Goal of the exercise: Scale the data below by writing out every line again, with each x and y coordinate listed under "points" multiplied by 1.4 and rounded to a whole number (halves round up), and all other lines and numbers left unchanged. Leave the pictures out of your answer.

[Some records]

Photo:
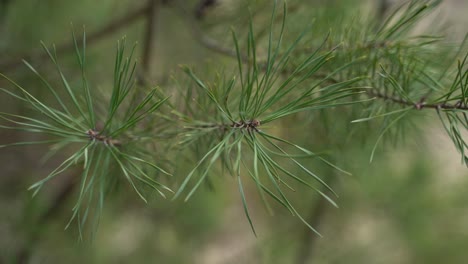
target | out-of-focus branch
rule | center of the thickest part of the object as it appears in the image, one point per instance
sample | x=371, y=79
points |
x=59, y=200
x=152, y=12
x=112, y=27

Answer:
Photo:
target | out-of-focus branch
rule | center of the thickest part of the object as it appears in the image, one point per instance
sample | x=371, y=79
points |
x=83, y=280
x=213, y=17
x=157, y=38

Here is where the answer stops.